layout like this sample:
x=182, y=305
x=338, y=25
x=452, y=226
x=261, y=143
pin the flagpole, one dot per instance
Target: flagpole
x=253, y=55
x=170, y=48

_____

Rewrite every line of the entries above as a Markdown table with two columns, Row and Entry line, leaving out any blank lines.

▶ **Complete response**:
| Row | Entry line |
|---|---|
| 1 | layout like this sample: |
| 2 | x=182, y=305 |
| 3 | x=338, y=25 |
| 4 | x=452, y=226 |
| 5 | x=261, y=143 |
| 6 | pin the flagpole, one dot per instance |
| 7 | Target: flagpole |
| 8 | x=253, y=55 |
| 9 | x=170, y=48 |